— Exercise objective —
Below is a listing. Set down exactly the lines from the one containing "Target: concrete curb block" through the one containing "rear wheel in this photo.", both ends included, and leave out the rest.

— Records supplied —
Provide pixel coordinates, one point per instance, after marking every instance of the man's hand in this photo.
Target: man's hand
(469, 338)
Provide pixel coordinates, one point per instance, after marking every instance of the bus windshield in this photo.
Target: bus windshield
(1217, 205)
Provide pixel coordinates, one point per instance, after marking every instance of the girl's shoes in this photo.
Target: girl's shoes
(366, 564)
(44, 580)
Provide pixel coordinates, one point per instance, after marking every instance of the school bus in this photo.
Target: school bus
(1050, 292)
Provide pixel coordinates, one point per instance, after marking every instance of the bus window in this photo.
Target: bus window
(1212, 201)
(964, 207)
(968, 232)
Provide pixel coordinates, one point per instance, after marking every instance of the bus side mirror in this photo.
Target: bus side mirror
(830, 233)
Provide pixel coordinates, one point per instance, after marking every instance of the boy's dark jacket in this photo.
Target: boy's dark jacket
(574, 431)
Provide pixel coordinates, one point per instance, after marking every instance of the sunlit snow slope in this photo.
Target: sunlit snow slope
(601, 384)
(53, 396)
...
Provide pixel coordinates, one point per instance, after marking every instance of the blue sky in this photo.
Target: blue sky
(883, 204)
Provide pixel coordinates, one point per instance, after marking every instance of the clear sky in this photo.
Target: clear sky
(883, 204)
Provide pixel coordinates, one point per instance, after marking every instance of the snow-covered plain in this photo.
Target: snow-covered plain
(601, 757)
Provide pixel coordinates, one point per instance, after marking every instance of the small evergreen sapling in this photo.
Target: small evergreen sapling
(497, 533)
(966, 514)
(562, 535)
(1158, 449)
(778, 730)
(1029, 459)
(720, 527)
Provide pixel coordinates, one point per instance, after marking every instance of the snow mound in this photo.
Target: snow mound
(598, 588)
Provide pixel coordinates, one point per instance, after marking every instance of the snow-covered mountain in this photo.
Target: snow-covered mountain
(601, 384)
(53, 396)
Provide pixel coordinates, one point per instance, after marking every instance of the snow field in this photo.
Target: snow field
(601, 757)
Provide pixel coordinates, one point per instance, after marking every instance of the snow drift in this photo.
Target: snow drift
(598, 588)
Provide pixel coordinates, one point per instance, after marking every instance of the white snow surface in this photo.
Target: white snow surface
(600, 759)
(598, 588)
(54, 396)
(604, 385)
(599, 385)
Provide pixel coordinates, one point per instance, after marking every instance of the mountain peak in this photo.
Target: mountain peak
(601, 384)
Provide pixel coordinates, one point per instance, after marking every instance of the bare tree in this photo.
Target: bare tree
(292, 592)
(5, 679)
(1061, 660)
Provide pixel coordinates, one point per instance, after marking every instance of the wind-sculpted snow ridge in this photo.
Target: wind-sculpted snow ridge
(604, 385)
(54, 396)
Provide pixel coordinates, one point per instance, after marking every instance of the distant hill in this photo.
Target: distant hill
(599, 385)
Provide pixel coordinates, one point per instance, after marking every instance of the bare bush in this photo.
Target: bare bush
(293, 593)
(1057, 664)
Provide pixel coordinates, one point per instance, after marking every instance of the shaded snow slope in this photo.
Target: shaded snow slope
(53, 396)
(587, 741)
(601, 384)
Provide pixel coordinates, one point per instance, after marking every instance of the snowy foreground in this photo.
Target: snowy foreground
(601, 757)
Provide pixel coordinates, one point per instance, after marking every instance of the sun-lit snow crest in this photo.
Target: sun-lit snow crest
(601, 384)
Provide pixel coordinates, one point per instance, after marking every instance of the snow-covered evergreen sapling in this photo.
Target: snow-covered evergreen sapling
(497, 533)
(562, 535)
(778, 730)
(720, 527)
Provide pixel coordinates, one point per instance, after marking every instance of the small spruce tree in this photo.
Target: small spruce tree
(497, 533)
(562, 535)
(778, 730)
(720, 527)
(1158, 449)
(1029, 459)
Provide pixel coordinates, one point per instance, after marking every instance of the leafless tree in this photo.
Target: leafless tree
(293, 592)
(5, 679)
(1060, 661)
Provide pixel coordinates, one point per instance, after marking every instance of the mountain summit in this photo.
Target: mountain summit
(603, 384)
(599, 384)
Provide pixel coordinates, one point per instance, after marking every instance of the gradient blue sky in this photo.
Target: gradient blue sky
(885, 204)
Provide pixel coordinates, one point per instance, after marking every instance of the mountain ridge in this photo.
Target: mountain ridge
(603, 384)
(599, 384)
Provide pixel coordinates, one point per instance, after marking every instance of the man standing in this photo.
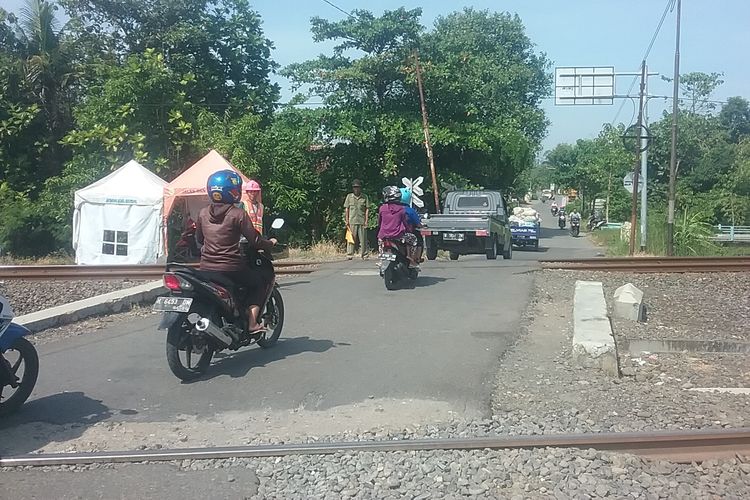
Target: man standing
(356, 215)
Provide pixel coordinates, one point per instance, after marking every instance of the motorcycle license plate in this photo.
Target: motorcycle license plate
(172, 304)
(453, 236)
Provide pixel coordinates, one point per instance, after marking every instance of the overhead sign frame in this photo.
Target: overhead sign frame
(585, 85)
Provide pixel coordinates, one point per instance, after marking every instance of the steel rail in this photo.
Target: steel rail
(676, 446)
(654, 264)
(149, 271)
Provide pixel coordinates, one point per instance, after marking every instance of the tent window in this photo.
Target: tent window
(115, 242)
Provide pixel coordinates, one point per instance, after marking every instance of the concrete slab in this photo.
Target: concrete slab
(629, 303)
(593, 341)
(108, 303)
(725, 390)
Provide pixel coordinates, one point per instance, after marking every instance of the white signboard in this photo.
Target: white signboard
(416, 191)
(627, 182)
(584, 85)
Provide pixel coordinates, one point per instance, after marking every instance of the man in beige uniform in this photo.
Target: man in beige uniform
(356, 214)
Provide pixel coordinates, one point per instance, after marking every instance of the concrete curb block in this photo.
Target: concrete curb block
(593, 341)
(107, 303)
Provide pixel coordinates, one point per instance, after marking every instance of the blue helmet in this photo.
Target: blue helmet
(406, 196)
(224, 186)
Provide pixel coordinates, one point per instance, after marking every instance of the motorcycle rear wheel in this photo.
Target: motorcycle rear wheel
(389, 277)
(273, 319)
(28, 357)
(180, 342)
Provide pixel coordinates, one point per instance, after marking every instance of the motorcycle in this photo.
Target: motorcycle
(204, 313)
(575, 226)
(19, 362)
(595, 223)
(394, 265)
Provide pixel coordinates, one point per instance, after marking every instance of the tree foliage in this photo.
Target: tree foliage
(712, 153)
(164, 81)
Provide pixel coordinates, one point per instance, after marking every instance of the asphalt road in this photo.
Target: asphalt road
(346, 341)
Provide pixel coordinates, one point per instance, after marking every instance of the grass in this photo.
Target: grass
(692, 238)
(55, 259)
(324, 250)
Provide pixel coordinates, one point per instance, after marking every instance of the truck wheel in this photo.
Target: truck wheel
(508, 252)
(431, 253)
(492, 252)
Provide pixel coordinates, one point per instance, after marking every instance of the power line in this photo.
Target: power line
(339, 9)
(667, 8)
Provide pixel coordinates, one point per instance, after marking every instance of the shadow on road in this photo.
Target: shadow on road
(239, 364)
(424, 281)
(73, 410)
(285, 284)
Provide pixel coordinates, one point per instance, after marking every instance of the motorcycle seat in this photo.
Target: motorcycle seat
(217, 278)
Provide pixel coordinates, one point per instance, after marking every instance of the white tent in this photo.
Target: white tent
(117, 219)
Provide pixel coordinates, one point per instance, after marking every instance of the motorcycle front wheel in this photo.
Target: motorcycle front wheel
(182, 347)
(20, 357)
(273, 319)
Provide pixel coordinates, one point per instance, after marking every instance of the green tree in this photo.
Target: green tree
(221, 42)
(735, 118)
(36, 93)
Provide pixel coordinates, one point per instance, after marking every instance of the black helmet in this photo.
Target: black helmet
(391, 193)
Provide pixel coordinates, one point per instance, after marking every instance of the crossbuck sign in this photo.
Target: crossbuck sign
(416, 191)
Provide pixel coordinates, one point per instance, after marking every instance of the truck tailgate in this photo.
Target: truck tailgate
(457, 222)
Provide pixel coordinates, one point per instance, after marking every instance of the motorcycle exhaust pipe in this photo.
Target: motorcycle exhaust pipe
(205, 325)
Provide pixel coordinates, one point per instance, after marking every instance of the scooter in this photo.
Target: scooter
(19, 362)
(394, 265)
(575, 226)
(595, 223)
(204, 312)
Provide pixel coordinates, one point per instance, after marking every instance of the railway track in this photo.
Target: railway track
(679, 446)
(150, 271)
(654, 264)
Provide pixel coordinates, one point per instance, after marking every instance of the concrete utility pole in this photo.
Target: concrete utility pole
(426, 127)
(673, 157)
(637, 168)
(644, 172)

— Reply —
Target: concrete curb block
(593, 341)
(107, 303)
Provide pixel coordinates, one point per instance, after marking every instance of the blue helmet in this photo.
Target: blue helmet
(406, 196)
(224, 186)
Provide pixel coordinates, one point per instance, after marking every instance of the motorcycle rear wheel in this photo.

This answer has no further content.